(Natural language region descriptions)
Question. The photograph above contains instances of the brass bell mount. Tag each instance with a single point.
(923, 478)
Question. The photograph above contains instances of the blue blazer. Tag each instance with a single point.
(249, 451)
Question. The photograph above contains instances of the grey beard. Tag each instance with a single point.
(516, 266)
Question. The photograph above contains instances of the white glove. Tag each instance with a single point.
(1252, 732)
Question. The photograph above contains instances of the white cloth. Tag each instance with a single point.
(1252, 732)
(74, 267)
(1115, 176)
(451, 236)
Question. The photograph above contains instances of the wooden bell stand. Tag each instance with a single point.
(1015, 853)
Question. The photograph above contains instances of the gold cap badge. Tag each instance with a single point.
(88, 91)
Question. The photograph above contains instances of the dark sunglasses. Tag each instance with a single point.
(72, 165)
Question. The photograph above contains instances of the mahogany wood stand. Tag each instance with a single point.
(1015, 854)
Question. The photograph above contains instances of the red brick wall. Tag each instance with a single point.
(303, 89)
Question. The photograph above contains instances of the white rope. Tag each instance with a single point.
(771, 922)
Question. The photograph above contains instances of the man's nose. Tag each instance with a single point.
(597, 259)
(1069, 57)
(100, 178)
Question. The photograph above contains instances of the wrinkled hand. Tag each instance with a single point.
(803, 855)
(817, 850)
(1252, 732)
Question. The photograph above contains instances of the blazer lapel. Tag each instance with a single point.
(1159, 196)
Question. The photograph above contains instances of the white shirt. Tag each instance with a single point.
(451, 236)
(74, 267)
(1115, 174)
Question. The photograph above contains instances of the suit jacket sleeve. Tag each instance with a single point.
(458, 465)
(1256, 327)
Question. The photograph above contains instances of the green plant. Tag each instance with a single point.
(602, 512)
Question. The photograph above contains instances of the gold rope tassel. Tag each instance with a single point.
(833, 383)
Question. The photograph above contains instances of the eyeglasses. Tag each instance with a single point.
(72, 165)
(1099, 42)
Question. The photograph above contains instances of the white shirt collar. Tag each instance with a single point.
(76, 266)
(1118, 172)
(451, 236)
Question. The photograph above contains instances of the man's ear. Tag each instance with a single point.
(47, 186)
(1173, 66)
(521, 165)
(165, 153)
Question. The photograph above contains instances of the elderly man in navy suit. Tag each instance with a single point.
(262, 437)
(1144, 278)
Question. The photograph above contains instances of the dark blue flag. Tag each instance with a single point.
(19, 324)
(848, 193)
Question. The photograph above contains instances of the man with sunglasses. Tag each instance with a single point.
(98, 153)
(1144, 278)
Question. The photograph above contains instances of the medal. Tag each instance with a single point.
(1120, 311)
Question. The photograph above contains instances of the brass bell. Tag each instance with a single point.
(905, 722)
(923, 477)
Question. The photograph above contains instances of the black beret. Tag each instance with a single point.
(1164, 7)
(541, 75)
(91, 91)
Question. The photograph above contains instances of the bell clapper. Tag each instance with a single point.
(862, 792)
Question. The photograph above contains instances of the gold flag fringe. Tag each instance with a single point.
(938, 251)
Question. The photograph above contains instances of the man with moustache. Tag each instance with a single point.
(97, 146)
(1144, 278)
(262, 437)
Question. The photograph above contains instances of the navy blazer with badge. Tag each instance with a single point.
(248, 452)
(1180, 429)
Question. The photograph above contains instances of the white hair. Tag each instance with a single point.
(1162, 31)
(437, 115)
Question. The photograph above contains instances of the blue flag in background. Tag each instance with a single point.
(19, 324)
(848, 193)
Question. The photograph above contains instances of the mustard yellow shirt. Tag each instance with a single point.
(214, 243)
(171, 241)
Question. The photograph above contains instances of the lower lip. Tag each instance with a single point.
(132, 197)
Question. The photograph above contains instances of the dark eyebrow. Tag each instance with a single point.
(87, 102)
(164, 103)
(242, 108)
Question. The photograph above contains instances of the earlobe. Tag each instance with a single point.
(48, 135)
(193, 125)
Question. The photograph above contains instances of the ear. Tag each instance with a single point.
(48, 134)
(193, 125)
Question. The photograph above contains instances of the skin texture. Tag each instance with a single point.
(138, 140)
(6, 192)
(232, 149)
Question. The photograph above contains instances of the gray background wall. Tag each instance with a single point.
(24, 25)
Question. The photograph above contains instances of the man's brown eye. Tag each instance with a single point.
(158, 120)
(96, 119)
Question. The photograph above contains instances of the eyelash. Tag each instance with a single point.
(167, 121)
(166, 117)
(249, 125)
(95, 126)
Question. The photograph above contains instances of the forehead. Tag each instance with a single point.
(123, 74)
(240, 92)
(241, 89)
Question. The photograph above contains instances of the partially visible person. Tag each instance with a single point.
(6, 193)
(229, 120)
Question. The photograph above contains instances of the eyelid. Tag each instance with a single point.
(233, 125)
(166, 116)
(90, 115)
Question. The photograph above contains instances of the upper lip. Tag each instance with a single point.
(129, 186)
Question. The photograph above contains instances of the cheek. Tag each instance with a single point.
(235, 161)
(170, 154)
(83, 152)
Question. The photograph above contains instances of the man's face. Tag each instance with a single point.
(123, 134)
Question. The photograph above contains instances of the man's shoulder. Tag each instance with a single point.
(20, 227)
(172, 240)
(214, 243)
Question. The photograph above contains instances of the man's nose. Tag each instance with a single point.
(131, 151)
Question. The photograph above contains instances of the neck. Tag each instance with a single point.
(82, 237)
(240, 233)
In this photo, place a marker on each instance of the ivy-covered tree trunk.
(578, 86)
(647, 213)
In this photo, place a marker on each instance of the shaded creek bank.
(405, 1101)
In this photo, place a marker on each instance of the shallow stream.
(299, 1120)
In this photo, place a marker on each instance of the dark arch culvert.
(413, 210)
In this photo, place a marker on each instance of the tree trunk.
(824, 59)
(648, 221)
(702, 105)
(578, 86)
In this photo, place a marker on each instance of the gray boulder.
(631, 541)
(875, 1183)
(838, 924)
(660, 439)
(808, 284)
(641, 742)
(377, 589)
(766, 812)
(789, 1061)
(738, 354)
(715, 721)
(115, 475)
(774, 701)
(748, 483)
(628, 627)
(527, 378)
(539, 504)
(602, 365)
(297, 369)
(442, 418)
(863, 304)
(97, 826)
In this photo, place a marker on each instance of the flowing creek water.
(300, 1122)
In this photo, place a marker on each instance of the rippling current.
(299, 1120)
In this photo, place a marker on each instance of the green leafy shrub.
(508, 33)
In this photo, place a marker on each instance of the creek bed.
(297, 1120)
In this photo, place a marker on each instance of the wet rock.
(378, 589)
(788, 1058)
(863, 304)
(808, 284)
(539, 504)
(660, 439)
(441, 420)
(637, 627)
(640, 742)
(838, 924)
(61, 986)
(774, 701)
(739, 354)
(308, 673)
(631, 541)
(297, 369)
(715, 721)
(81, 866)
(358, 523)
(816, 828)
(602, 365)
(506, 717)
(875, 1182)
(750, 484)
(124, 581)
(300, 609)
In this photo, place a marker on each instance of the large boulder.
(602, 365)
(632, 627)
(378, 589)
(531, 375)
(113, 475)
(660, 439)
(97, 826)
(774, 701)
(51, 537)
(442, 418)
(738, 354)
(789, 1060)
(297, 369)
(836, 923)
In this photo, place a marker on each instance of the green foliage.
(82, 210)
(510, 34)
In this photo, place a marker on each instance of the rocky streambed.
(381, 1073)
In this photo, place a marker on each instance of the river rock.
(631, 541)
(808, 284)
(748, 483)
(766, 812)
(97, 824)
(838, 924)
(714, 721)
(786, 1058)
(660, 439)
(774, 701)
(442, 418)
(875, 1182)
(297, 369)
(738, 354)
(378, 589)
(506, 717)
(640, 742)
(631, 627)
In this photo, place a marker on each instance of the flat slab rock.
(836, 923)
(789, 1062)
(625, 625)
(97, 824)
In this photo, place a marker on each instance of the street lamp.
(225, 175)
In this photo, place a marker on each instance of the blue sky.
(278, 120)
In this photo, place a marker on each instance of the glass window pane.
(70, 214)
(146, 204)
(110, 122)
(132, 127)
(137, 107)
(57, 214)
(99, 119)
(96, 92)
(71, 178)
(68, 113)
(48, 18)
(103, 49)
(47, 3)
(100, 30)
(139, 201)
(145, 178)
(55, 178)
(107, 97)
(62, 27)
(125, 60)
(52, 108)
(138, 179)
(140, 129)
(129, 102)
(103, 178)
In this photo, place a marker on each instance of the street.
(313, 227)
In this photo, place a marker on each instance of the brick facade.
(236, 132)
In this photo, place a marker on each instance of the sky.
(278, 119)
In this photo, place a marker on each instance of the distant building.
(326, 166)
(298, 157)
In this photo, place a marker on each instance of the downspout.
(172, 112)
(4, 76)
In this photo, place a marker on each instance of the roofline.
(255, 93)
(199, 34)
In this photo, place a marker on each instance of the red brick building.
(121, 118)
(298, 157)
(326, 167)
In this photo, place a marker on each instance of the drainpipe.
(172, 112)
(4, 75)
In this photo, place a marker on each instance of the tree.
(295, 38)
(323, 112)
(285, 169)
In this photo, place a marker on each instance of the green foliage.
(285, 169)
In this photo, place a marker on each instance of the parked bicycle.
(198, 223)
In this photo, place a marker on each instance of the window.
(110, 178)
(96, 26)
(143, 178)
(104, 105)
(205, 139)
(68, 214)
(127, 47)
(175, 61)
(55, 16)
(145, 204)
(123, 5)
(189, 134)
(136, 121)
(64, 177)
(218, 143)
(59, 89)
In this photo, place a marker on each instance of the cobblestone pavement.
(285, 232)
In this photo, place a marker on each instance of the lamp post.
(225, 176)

▶ _Assigned task_:
Repeat the data above starting at the line with "of the window." and ending at its last line, exactly, with no other lines.

▶ _Task solution_:
In this photo, place a marker on each instance of the window.
(110, 178)
(96, 26)
(143, 178)
(104, 105)
(205, 139)
(68, 214)
(127, 47)
(175, 61)
(55, 16)
(145, 204)
(123, 5)
(189, 134)
(136, 121)
(64, 177)
(218, 143)
(59, 89)
In this photo, place a marker on each instance of the cobblestone pavement.
(285, 232)
In this photo, place a marker on each instance of the lamp post.
(225, 176)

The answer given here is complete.